-- START Extract --
Nickel Boys
An incredibly powerful based-on-true story of Black teens relegated to a Florida reformation school in the 1960s is tragically undermined by a rookie director's "look at me" style.
“Nickel Boys” has great source material for a movie. Adapted from a Pulitzer Prize-winning book by Colson Whitehead, it’s based on the true events of prison work camps for boys in Florida that operated for decades under a web of abuse and racism. It’s loosely based on the Dozier School, where they eventually found mass graves where dozens of mostly Black and brown boys, written off as runaways, were killed and buried.
It’s also got some terrific production values, especially the cinematography by Jomo Fray, which has a sort of washed-out beauty, and the musical score by Alex Somers and Scott Alario. The young lead actors, Ethan Herisse and Brandon Wilson, bring solid performances and Aunjanue Ellis-Taylor, an Oscar nominee for “King Richard,” is terrific as a grandmother.
And yet, “Nickel Boys” just didn’t work for me. I put the responsibility squarely on the shoulders of rookie director RaMell Ross, who also co-wrote the screenplay with Joslyn Barnes.
This is one of the most egregious examples of a director ruining a film with an unnecessary, distracting “look at me” aesthetic. He seems incapable of just letting the story play out on its own, the cast leading us through the story, supported by that outstanding camera work and music. The movie feels like a frisky puppy, so full of energy it just can’t sit still.
The movie keeps cutting away, cutting away — often to stuff that seems to have little to do with the story. Some of it is contemporaneous things from the era where it’s set, the 1960s, such as the space race, with rockets launching into the sky and stuff. I suppose the idea is to situate the horrible abuse happening to these kids, the advances of technology and the civil rights movement happening parallel with this medieval treatment of human beings.
Some of the other cutaways are just head-scratching, like what appears to be modern scans of brains, hearts and other body parts. Good luck if you can figure out what Ross was going for, because I sure can’t.
The movie is centered on Elwood (Herisse) and Turner (Wilson), two boys about 16 or 17 who are flung together at Nickel Academy after getting into scrapes with the law. In Elwood’s case, he was actually an honor student who just happened to be in the wrong place at the wrong time.
Both labor to keep their heads down at the Nickel. If Elwood is hopeful that things will eventually change, Turner is more cynical and convinced they just have to adapt to horrible circumstances.
Ostensibly, boys can work their way out of Nickel for good behavior, but in truth it never happens. The white dudes running the place profit from renting out their cheap labor, “Shawshank” style, so until they turn 18 they’re essentially prisoners.
-- END Extract --
*Short exercise*
Continue the review of "Nickel Boys" from the point where it stops, keeping its voice and viewpoint.
-- START Information shown --
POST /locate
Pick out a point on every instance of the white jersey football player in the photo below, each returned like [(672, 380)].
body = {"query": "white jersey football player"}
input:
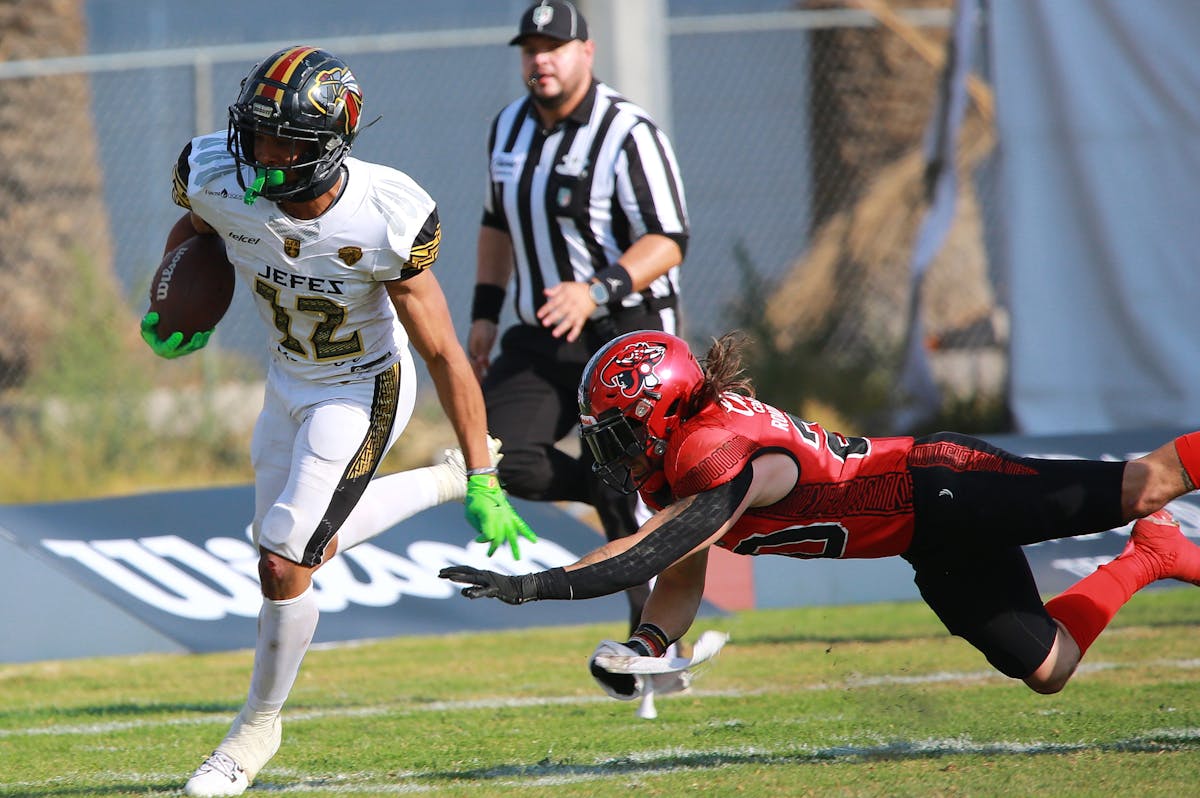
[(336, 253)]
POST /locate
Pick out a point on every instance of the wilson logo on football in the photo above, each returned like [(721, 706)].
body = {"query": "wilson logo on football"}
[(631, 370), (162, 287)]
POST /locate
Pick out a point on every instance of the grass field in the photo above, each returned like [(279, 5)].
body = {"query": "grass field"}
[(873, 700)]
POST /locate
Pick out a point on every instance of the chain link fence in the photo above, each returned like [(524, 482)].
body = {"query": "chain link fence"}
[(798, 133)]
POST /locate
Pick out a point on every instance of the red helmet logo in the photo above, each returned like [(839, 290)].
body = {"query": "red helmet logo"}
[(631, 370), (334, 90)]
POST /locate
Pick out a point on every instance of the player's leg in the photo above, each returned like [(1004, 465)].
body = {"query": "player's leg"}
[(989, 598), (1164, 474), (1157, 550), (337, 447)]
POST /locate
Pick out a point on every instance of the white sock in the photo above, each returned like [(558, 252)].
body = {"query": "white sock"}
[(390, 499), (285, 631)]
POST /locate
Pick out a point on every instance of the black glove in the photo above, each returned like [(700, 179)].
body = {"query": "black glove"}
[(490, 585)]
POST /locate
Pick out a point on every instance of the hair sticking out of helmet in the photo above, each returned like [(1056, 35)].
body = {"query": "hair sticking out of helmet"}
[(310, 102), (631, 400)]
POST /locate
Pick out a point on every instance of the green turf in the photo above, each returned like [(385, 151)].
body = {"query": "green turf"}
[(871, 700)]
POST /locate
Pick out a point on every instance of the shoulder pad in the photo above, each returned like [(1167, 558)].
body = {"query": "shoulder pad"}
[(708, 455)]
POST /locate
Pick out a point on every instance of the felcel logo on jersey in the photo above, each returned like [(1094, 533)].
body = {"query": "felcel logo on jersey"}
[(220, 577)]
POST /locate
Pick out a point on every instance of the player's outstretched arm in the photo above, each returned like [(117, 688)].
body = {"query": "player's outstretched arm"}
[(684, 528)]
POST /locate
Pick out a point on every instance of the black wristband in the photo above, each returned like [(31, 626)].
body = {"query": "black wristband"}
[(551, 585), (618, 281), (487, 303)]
-- END Information shown --
*Result of this exercise*
The framing story is Elwood, now an adult played by Daveed Diggs, remembering and chronicling his experiences somewhere in the 2000s (which is around the time much of the real-life abuse was revealed). There either needed to be a lot more of these scenes, or cut them out entirely; as it is they don’t carry much emotional weight.
Ellis-Taylor is Hattie, Elwood’s grandmother, who refuses to let him just rot there and scrapes together money to hire a lawyer to pursue his case. She gets screwed over by whitey, too, but doesn’t give up, and their eventually abbreviated reunion is the film’s emotional high point.
Hamish Linklater plays the school administrator, who talks a good game about fairness but clearly sees the Black boys as just a step or two above slaves. Fred Hechinger is Harper, a red-headed kid about the same age as Turner and Elwood who works at the academy and cuts them a little slack, while making sure they know their place.
“Nickel Boys” is getting a lot of praise, showing up on critics’ best-of lists and a ton of awards nominations, including a BAFTA from the Brits and a best picture nod from both Critics Choice and the Golden Globes. It even got a Directors Guild nomination for first-time feature; they must know a lot more about directing than I do.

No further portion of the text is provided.